[WHAT YOU SHOULD DO]
Shift the point coordinates by writing out everything from the line containing "Pick out the staircase, placing" down to the end of the items, with 70 added to every number in the coordinates and every other line kept unchanged.

--- start ---

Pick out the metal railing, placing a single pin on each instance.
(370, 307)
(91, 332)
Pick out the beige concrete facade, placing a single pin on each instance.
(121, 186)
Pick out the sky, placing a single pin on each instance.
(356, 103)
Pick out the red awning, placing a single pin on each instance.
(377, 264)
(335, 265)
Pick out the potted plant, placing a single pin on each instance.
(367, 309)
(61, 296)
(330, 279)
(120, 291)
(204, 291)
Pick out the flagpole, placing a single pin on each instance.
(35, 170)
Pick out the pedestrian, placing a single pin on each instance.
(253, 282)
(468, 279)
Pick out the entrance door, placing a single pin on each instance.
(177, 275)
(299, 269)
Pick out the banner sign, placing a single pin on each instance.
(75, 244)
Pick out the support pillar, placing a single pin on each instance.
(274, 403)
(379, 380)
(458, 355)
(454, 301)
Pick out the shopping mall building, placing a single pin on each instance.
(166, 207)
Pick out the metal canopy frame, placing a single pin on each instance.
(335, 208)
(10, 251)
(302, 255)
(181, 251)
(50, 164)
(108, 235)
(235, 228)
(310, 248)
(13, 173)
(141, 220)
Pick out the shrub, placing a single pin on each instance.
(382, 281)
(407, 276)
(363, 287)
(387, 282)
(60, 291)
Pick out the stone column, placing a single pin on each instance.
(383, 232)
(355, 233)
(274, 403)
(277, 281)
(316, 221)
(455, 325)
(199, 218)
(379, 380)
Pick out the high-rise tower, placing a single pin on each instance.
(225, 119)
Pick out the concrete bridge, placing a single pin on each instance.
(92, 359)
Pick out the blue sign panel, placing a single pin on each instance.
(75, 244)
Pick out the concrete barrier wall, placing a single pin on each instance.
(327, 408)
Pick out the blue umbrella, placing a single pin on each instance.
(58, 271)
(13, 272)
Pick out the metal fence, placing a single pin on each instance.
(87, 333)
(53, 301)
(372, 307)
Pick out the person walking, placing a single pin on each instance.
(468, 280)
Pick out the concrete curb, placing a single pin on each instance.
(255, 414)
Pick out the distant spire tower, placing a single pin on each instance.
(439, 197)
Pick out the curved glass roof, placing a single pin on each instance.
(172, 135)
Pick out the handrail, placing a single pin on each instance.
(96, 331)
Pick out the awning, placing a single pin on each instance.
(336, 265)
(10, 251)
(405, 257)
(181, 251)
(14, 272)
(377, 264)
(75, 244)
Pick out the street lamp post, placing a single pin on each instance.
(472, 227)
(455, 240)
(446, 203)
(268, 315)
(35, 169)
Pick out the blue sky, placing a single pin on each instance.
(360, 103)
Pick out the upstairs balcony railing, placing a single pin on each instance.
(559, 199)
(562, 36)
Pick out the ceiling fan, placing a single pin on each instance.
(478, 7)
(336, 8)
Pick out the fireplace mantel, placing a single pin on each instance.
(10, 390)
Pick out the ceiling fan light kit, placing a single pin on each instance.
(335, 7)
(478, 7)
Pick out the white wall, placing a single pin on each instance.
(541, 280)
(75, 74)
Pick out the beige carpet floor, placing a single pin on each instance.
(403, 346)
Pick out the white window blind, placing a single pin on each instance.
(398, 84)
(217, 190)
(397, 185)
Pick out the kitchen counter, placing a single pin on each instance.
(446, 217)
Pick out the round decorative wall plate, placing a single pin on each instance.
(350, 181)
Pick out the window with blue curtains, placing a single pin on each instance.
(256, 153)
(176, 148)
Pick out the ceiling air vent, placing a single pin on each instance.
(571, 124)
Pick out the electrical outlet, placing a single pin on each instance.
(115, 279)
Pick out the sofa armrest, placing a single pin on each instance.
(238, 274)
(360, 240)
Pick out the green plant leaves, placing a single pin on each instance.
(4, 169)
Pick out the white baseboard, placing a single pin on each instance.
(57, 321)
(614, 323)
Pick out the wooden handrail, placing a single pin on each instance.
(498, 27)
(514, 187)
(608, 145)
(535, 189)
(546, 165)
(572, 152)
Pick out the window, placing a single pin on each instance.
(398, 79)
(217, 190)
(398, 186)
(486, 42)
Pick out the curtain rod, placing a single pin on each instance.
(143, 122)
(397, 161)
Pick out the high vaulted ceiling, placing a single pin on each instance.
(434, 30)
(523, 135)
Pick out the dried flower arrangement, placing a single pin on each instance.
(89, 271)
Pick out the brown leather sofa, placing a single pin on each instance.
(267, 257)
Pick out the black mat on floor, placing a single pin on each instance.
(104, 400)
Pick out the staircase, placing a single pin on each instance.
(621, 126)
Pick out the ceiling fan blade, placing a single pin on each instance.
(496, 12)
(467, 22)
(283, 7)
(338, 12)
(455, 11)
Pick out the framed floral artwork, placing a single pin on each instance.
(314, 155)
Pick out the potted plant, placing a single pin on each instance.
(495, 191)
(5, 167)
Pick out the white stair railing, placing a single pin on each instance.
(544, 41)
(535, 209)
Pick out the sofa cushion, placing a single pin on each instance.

--- end ---

[SOLUTION FOR THIS EXERCISE]
Pick out the staircase, placing a single pin on each instance.
(691, 196)
Pick out the ceiling fan blade, placing a single pin on each instance.
(566, 82)
(537, 92)
(353, 77)
(408, 82)
(525, 81)
Pick out the framed floral artwork, placing a single pin on each instance.
(384, 225)
Pick out the potted plant, placing a single pin on each instance.
(565, 261)
(75, 237)
Pick out the white stair railing, placing a single pin on each instance.
(614, 111)
(605, 279)
Pick out the sofa cushion, placing a single pin on each instance.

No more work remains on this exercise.